## THE PROBLEM
Print the records exactly. Every mark must remain.

*** Begin section ***

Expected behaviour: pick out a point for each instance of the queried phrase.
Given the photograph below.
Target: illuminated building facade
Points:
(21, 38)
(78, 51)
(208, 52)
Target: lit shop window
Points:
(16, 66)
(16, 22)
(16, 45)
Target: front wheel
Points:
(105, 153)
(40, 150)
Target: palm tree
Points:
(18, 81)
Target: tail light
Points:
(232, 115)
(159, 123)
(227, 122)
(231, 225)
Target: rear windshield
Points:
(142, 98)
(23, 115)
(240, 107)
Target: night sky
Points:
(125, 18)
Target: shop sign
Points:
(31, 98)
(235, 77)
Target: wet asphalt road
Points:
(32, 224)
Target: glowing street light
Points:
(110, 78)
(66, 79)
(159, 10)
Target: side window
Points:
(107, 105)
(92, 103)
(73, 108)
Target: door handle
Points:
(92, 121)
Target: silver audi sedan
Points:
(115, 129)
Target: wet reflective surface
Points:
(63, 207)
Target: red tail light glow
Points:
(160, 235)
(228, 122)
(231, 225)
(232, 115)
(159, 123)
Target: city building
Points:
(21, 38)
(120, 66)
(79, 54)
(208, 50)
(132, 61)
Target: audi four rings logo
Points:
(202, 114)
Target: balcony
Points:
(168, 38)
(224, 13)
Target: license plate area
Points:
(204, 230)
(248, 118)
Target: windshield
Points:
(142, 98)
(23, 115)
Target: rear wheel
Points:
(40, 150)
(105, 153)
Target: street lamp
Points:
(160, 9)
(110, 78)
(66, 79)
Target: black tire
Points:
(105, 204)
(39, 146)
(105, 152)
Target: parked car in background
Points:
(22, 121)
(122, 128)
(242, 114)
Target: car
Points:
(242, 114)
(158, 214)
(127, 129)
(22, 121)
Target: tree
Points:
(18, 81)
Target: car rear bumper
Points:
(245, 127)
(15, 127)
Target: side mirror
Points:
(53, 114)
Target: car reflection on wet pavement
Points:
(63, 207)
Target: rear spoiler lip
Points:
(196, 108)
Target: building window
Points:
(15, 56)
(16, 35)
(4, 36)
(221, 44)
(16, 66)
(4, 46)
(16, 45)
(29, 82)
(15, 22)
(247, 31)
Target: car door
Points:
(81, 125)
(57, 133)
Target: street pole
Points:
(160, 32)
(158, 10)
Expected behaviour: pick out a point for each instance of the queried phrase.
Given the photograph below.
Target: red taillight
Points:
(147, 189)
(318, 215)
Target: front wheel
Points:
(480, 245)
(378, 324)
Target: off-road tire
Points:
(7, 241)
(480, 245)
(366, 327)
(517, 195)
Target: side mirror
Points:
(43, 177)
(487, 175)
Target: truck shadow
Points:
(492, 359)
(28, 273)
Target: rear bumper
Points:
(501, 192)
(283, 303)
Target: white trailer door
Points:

*** End section ***

## SOLUTION TO THIS EXERCISE
Expected behaviour: pick out a point for each instance of the queried phrase.
Given the photograph below.
Target: illuminated building facade
Points:
(21, 38)
(78, 51)
(208, 52)
Target: lit shop window
Points:
(16, 66)
(16, 22)
(16, 45)
Target: front wheel
Points:
(105, 153)
(40, 150)
Target: palm tree
Points:
(18, 81)
Target: tail light
Points:
(232, 115)
(159, 123)
(227, 122)
(231, 225)
Target: rear windshield
Points:
(142, 98)
(23, 115)
(240, 107)
Target: night sky
Points:
(125, 18)
Target: shop sign
Points:
(31, 98)
(235, 77)
Target: wet asphalt road
Points:
(32, 224)
Target: glowing street light
Points:
(110, 78)
(66, 79)
(159, 10)
Target: side window
Points:
(107, 105)
(92, 103)
(73, 108)
Target: door handle
Points:
(92, 121)
Target: silver audi sedan
Points:
(115, 129)
Target: wet reflective surface
Points:
(63, 207)
Target: red tail light glow
Points:
(160, 235)
(228, 122)
(231, 225)
(232, 115)
(159, 123)
Target: city building
Points:
(21, 38)
(120, 66)
(79, 54)
(208, 50)
(132, 61)
Target: audi four rings logo
Points:
(202, 114)
Target: balcony
Points:
(168, 38)
(224, 13)
Target: license plate area
Points:
(204, 230)
(248, 118)
Target: windshield
Points:
(142, 98)
(23, 115)
Target: rear wheel
Points:
(40, 150)
(105, 153)
Target: street lamp
Points:
(160, 9)
(110, 78)
(66, 79)
Target: black tire
Points:
(105, 204)
(39, 146)
(105, 152)
Target: parked car in background
Points:
(22, 121)
(122, 128)
(242, 114)
Target: car
Points:
(242, 114)
(158, 214)
(127, 129)
(22, 121)
Target: tree
Points:
(18, 81)
Target: car rear bumper
Points:
(245, 127)
(15, 127)
Target: side mirror
Points:
(53, 114)
Target: car reflection on wet pavement
Points:
(63, 207)
Target: rear spoiler lip
Points:
(196, 108)
Target: building window
Points:
(15, 56)
(16, 35)
(4, 36)
(221, 44)
(16, 66)
(4, 46)
(16, 45)
(29, 82)
(15, 22)
(247, 31)
Target: car door
Points:
(81, 125)
(57, 133)
Target: street pole
Points:
(160, 32)
(158, 10)
Expected behaviour: pick out a point for each instance of the queried phrase.
Given the photograph below.
Target: red taillight
Points:
(147, 189)
(318, 215)
Target: front wheel
Points:
(480, 245)
(378, 324)
Target: off-road tire
Points:
(7, 241)
(480, 245)
(366, 327)
(517, 195)
Target: side mirror
Points:
(43, 177)
(487, 175)
Target: truck shadow
Points:
(492, 359)
(28, 273)
Target: rear bumper
Points:
(501, 192)
(283, 303)
Target: white trailer door
Points:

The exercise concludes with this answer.